- _Entries_:
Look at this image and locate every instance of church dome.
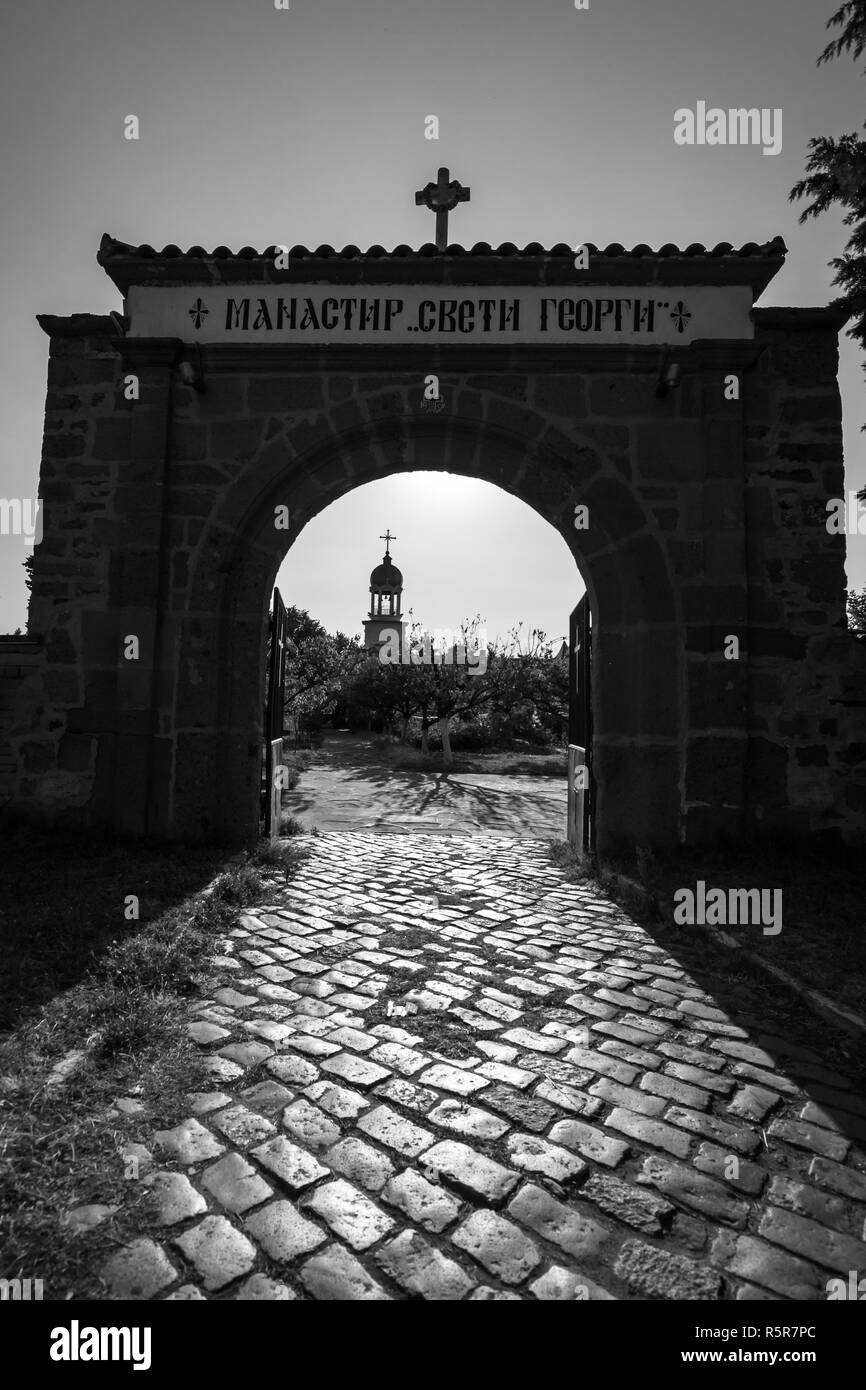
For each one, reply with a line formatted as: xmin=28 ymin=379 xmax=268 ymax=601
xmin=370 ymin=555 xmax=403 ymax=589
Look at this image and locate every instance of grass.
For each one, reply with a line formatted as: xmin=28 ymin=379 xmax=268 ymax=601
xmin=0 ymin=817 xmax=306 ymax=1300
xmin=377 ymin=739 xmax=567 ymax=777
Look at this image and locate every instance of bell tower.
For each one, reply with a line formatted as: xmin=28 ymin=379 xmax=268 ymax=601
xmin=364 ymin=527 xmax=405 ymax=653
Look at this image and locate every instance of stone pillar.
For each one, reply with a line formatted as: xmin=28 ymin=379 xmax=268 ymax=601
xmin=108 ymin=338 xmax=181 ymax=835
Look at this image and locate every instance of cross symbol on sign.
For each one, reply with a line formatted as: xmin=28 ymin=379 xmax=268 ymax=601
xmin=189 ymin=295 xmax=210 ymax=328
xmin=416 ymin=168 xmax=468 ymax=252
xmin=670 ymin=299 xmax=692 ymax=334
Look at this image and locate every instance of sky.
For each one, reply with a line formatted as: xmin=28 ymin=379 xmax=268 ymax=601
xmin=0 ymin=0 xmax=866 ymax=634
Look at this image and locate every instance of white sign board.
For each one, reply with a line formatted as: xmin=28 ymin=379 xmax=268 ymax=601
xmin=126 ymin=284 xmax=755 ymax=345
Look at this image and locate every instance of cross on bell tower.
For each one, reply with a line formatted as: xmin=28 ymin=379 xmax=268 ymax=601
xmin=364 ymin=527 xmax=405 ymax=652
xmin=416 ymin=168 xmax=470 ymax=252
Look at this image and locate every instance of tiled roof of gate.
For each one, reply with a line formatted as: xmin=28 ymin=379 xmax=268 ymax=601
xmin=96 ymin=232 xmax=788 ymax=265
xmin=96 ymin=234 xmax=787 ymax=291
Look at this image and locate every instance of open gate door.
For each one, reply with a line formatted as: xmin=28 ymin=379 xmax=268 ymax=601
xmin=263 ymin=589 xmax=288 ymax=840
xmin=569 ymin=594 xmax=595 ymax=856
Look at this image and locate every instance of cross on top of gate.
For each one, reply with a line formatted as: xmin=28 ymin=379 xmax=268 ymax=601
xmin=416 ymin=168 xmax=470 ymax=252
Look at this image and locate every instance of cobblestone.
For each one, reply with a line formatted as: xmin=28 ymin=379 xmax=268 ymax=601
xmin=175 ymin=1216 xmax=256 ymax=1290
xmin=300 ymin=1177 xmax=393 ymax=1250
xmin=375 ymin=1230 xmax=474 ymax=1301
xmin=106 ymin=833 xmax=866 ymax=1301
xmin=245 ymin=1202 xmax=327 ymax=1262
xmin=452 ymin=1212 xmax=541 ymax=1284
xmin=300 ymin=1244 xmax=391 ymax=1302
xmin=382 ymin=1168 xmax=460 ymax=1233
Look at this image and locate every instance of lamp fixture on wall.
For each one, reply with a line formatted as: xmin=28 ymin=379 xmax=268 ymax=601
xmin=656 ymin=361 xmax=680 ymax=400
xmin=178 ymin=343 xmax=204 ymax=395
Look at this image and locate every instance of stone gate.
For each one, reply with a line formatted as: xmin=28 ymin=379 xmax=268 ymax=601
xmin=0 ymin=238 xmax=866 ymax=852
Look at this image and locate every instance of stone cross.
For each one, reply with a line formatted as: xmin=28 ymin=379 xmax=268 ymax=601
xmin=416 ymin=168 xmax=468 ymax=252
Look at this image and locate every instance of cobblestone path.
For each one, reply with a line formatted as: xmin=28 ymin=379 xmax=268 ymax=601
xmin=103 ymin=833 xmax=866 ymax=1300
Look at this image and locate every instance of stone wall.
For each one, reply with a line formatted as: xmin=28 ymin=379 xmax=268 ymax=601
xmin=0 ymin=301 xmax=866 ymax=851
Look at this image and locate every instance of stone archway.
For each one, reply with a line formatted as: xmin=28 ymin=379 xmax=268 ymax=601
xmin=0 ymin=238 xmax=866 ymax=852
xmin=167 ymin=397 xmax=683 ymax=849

- _Task to complete_: Rewrite all of the records above with every "reply" changed to "respond" and everything else left unchanged. Omit the pictures.

- _Task output_:
Look at this image and locate every instance of church dome.
For each one, respond with a line formatted as: xmin=28 ymin=379 xmax=268 ymax=601
xmin=370 ymin=555 xmax=403 ymax=589
Look at this image and locate every instance of grass.
For each one, respond with a line formatted as: xmin=28 ymin=379 xmax=268 ymax=601
xmin=0 ymin=817 xmax=306 ymax=1300
xmin=377 ymin=739 xmax=567 ymax=777
Look at this image and locate every instance of bell tower.
For each one, respond with a line formatted as: xmin=28 ymin=379 xmax=268 ymax=601
xmin=364 ymin=527 xmax=405 ymax=653
Look at this image and locate every instance of stone pillar.
For each one, respond with a line formatted as: xmin=28 ymin=379 xmax=268 ymax=601
xmin=108 ymin=338 xmax=181 ymax=835
Look at this image and locate every instance of cross symbol on sign.
For each one, respond with a line formatted as: xmin=28 ymin=379 xmax=268 ymax=601
xmin=189 ymin=295 xmax=210 ymax=328
xmin=416 ymin=168 xmax=468 ymax=252
xmin=670 ymin=299 xmax=692 ymax=334
Look at this image and locate every instance of sky.
For each one, respond with a line formatted as: xmin=28 ymin=379 xmax=268 ymax=601
xmin=0 ymin=0 xmax=866 ymax=634
Look at this image and locate every instance of white sign board.
For each one, respond with a line formatted as: xmin=28 ymin=379 xmax=268 ymax=601
xmin=126 ymin=284 xmax=755 ymax=345
Look at this image and locate every instance of cross on bell tower.
For each one, respond with a line formatted as: xmin=28 ymin=379 xmax=268 ymax=601
xmin=364 ymin=527 xmax=405 ymax=652
xmin=416 ymin=168 xmax=470 ymax=252
Look at this image and locate every instance of tiled roof of gate.
For each one, respond with a line formatted as: xmin=28 ymin=379 xmax=268 ymax=601
xmin=96 ymin=232 xmax=788 ymax=265
xmin=96 ymin=234 xmax=787 ymax=291
Look at this image and locate every instance of open gate door.
For each one, respond with a line formatted as: xmin=28 ymin=379 xmax=268 ymax=601
xmin=263 ymin=589 xmax=288 ymax=840
xmin=569 ymin=594 xmax=595 ymax=856
Look at this image and locate every instance of cross on top of gate.
For each one, respond with a line formatted as: xmin=28 ymin=379 xmax=268 ymax=601
xmin=416 ymin=168 xmax=470 ymax=252
Look at this image and locate every instance of cobblestone.
For each one, respond with a line formatted as: xmin=28 ymin=379 xmax=268 ymax=601
xmin=175 ymin=1216 xmax=256 ymax=1290
xmin=300 ymin=1177 xmax=393 ymax=1250
xmin=375 ymin=1230 xmax=474 ymax=1301
xmin=106 ymin=833 xmax=866 ymax=1301
xmin=245 ymin=1202 xmax=327 ymax=1262
xmin=452 ymin=1212 xmax=541 ymax=1284
xmin=300 ymin=1244 xmax=391 ymax=1302
xmin=382 ymin=1168 xmax=460 ymax=1233
Look at this image and locate every instance of lamp fixture on wall.
For each one, respond with a line formatted as: xmin=28 ymin=379 xmax=268 ymax=601
xmin=656 ymin=361 xmax=680 ymax=400
xmin=178 ymin=343 xmax=204 ymax=395
Look at this image and locate every instance of stone gate.
For each one, respond with a line formatted as: xmin=28 ymin=379 xmax=268 ymax=601
xmin=0 ymin=238 xmax=866 ymax=852
Look at this image and locate every instance of stone cross.
For each one, respond with a line formatted as: xmin=28 ymin=379 xmax=268 ymax=601
xmin=416 ymin=168 xmax=468 ymax=252
Look at this image and locate every instance of cobblestone path.
For each one, respond with a line formatted as: xmin=28 ymin=379 xmax=268 ymax=601
xmin=103 ymin=833 xmax=866 ymax=1300
Look at this image and locate every instance of stone wall.
For each one, respond with a line formatted as: xmin=28 ymin=379 xmax=268 ymax=601
xmin=0 ymin=301 xmax=866 ymax=851
Look at this image and locate every instance of stone archway.
For each one, respond with a line formatted as: xmin=28 ymin=379 xmax=268 ymax=601
xmin=0 ymin=238 xmax=866 ymax=852
xmin=167 ymin=397 xmax=683 ymax=849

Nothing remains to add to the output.